*Passage for review*
Segment Open

US services companies grow in February
WASHINGTON (AP) — Services companies grew at a faster pace in February than the previous month, an indication that the economy was still expanding immediately after the first cases of the coronavirus were reported in the U.S.
The Institute for Supply Management said Wednesday that its service-sector index rose to 57.3 from 55.5 in January. Any reading above 50 signals an expansion. The index covers retail, health care, hotels and restaurants, and professional services, among other sectors.
Services companies added jobs at a faster pace last month than in January while business activity declined, according the survey. Strong consumer spending, a healthy job market and decent pay gains are driving a healthy service sector and broader economy, but businesses have been cutting sales an profit expectations as the coronavirus outbreak spreads.
“Most respondents are concerned about the coronavirus and its supply chain impact,” said Anthony Nieves, the Chair of the ISM Non-Manufacturing Business Survey Committee. “They also continue to have difficulty with labor resources. They do remain positive about business conditions and the overall economy.”
Thirteen out of 16 industries reported sales growth in February, including accomodation and food services, rental and leasing and transportation and warehousing. Hotels and other travel-related businesses could be hit hard in the coming months as companies cancel business trips and other non-essential travel due to the virus outbreak.
“People are definitely curtailing travel, especially abroad,” Nieves said. “Hotels will definitely feel it” if the situation worsens in the U.S., Nieves said. He also stressed that February’s numbers were “great,” including new orders, which increased 6.9% over the previous month.
“Unless something derails this, I expect continued growth without interruption,” he said.
A separate survey this week of manufacturers by the ISM showed that American factories expanded in February for the second straight month, despite disruptions caused by the coronavirus outbreak.

Segment Closed

In the news report on services companies, what reading did the Institute for Supply Management's service-sector index reach in February? The listing that follows comes from a separate source and is not connected to the news report.

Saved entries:
Segment Open

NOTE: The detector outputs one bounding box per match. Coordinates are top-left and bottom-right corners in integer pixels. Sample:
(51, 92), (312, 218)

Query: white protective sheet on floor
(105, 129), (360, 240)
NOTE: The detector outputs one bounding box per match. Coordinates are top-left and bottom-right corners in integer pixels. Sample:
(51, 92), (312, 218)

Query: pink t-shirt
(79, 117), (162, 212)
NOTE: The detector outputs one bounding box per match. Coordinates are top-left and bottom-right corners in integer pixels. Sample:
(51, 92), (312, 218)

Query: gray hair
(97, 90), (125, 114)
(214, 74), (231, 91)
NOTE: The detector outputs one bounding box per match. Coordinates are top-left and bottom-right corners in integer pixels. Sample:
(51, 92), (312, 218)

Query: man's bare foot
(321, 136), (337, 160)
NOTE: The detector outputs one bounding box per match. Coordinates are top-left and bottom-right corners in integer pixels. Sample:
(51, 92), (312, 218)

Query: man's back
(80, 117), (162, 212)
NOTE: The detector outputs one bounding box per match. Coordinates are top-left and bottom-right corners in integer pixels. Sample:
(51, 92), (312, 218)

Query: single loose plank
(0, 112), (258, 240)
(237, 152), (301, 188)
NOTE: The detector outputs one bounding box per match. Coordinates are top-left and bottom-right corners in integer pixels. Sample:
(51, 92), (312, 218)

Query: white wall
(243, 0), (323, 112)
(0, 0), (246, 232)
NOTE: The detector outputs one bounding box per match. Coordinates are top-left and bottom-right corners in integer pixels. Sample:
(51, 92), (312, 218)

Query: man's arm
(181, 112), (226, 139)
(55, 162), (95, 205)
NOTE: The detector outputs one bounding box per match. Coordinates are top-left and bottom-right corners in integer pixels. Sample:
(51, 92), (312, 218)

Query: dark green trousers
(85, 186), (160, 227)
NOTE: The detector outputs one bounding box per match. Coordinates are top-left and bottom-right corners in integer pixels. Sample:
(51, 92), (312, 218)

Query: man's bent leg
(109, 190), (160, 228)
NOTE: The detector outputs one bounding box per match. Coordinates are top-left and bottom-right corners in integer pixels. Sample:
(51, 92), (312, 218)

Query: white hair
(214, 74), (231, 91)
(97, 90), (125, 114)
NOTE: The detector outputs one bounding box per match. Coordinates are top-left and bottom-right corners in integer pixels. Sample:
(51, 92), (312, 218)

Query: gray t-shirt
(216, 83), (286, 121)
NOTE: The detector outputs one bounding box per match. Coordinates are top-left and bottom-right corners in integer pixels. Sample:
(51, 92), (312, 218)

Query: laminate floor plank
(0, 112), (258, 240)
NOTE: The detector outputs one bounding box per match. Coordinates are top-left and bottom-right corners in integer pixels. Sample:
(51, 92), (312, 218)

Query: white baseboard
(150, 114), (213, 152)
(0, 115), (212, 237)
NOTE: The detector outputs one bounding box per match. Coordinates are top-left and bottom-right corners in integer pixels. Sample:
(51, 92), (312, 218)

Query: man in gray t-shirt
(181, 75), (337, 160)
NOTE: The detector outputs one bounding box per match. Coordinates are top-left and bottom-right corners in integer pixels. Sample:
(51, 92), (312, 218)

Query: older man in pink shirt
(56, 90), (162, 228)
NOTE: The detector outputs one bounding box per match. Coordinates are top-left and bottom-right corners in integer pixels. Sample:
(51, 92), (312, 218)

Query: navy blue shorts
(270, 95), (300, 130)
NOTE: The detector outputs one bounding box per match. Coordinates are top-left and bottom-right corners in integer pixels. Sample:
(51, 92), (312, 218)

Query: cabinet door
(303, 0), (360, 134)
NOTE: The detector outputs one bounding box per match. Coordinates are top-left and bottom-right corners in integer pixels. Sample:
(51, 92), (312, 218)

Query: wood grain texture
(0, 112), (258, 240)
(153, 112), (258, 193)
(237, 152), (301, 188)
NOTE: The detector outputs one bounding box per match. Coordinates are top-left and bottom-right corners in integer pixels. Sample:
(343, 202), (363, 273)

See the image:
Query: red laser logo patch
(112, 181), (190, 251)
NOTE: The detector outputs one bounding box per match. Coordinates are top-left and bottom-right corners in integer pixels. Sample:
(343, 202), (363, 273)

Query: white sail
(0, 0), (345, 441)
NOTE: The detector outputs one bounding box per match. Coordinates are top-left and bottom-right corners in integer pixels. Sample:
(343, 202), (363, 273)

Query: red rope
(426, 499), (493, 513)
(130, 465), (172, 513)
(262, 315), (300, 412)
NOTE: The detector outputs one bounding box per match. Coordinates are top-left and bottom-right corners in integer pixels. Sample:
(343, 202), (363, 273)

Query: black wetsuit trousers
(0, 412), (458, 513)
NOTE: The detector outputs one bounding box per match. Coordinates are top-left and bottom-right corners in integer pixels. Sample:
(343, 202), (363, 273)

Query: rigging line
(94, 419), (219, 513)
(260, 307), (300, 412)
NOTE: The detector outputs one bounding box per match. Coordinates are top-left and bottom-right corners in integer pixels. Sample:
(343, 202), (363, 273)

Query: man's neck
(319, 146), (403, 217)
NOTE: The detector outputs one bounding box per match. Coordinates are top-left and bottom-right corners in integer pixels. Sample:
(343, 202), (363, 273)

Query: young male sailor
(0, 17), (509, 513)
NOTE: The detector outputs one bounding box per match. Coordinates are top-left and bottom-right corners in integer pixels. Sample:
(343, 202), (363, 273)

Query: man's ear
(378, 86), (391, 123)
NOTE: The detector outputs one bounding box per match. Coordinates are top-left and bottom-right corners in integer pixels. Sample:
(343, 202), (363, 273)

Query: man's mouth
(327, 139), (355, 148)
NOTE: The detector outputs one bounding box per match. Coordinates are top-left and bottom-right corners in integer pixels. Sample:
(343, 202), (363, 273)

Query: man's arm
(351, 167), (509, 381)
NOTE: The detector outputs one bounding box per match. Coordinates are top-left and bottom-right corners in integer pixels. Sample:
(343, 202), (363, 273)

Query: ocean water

Segment Closed

*Task result*
The index rose to 57.3, up from 55.5 in January.